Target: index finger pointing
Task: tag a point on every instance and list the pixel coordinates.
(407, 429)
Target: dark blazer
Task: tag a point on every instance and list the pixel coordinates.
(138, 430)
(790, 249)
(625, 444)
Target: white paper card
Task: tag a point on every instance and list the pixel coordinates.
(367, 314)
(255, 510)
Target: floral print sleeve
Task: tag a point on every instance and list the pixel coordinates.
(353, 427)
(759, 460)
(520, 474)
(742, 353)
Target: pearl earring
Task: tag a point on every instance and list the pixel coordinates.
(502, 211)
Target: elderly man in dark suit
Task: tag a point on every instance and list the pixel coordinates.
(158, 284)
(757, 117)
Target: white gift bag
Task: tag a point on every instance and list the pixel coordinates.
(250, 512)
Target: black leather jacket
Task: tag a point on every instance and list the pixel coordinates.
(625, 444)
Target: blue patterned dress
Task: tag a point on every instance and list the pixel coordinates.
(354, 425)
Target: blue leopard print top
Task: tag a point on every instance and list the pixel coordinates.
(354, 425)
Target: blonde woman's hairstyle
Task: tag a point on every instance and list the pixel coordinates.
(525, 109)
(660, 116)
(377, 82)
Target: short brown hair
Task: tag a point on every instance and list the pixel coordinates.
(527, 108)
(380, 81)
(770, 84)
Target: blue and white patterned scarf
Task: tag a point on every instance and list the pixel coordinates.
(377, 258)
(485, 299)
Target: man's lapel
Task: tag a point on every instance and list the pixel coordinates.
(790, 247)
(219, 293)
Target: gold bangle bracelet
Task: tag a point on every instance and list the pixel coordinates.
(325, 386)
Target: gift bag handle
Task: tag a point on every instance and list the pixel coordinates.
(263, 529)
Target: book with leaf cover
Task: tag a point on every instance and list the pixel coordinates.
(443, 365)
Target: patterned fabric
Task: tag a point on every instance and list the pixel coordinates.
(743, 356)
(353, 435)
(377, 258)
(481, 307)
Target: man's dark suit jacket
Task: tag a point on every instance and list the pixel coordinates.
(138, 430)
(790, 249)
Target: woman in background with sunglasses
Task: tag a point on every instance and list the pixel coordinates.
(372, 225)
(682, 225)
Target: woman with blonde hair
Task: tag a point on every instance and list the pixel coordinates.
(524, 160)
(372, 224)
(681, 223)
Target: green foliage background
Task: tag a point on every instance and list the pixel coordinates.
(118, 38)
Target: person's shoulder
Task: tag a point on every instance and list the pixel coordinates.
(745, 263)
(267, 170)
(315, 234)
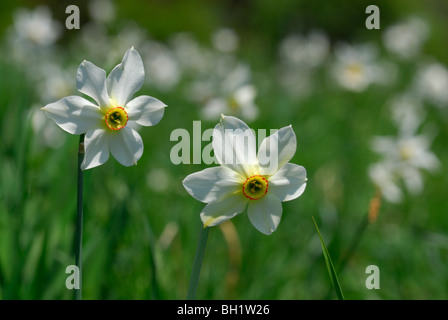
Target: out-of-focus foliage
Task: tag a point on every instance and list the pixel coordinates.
(369, 108)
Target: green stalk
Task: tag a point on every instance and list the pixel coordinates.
(197, 263)
(79, 214)
(330, 267)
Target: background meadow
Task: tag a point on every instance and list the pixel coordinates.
(271, 63)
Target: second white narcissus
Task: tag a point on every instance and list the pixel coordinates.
(110, 124)
(246, 178)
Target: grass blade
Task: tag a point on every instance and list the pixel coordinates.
(330, 266)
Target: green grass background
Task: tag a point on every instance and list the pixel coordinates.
(124, 218)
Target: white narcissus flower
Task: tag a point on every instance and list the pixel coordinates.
(245, 178)
(110, 124)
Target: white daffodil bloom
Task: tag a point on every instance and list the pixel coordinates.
(109, 125)
(246, 178)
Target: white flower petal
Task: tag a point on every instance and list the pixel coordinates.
(91, 80)
(127, 77)
(234, 145)
(276, 150)
(223, 209)
(212, 184)
(145, 110)
(126, 146)
(289, 182)
(73, 114)
(265, 213)
(96, 149)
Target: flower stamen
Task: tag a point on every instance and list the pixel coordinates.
(255, 187)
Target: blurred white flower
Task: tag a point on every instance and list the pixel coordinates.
(234, 185)
(382, 175)
(431, 82)
(36, 26)
(225, 40)
(239, 102)
(356, 67)
(110, 124)
(304, 51)
(403, 157)
(232, 94)
(405, 39)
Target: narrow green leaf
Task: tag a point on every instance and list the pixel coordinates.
(330, 266)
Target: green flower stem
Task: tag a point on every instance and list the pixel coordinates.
(199, 257)
(79, 214)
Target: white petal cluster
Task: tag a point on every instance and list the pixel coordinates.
(109, 124)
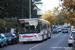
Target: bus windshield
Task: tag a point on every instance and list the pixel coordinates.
(29, 26)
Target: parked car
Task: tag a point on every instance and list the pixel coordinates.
(55, 30)
(65, 30)
(71, 38)
(3, 40)
(11, 38)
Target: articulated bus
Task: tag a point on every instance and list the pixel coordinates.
(34, 29)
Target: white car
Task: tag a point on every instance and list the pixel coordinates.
(71, 38)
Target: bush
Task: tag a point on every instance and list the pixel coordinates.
(2, 23)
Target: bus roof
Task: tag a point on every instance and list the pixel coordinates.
(34, 19)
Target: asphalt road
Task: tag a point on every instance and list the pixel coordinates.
(58, 41)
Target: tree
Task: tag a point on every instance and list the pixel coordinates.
(49, 16)
(13, 8)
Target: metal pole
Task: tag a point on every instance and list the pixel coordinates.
(22, 8)
(29, 8)
(45, 9)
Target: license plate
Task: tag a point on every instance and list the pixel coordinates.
(29, 39)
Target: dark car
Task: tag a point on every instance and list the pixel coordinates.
(55, 30)
(11, 38)
(65, 30)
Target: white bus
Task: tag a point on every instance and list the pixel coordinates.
(34, 29)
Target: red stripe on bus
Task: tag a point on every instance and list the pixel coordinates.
(28, 36)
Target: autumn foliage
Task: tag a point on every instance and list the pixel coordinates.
(69, 10)
(49, 16)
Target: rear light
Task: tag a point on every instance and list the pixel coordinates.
(70, 37)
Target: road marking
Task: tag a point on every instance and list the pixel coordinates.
(40, 43)
(35, 46)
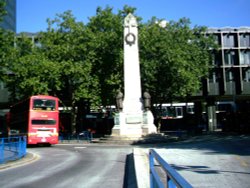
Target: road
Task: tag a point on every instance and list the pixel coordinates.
(71, 166)
(211, 161)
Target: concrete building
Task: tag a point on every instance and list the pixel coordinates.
(8, 23)
(230, 75)
(9, 20)
(227, 90)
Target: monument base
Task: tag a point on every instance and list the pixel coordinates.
(136, 125)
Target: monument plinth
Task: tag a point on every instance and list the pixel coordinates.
(133, 119)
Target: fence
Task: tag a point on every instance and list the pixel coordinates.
(173, 178)
(12, 148)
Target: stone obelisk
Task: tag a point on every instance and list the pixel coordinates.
(132, 120)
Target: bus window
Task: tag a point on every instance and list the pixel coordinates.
(43, 122)
(44, 104)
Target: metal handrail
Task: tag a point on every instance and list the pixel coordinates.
(174, 179)
(12, 148)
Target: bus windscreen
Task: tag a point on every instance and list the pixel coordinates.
(44, 104)
(43, 122)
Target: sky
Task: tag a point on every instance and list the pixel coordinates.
(32, 14)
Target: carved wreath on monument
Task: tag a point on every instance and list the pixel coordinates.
(130, 39)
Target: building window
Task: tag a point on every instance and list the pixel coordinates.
(245, 57)
(246, 75)
(245, 40)
(229, 76)
(1, 85)
(228, 41)
(230, 57)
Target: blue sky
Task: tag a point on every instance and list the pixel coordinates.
(32, 14)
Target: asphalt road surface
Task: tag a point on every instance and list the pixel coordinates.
(71, 166)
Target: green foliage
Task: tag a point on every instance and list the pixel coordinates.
(75, 61)
(2, 9)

→ **EXERCISE OBJECTIVE**:
Please copy out the data word for word, from the line containing "Target: bus windscreen" down to the final line of the data, including both.

→ **RESPONSE TO THE EXERCISE**:
Target: bus windscreen
Task: tag a point on every instance and list the pixel coordinates.
(44, 104)
(43, 122)
Target: sky
Task: tag a point on every instance and list the pixel coordinates.
(32, 14)
Target: carved wreath on monument
Task: tag a point on every instance and list the pixel coordinates.
(130, 39)
Target: building window
Task: tag a point on every instance and list the pixel coordinates.
(245, 57)
(246, 75)
(245, 40)
(229, 76)
(1, 85)
(228, 41)
(230, 57)
Target: blue sky
Task: tag a point on every instance and list the pixel coordinates.
(32, 14)
Target: asphalt road surface
Task: tag a point on every instance and list the pixel coordinates.
(71, 166)
Target: green foliage
Task: tag a point on every instance and list the pixel coordinates.
(75, 61)
(2, 9)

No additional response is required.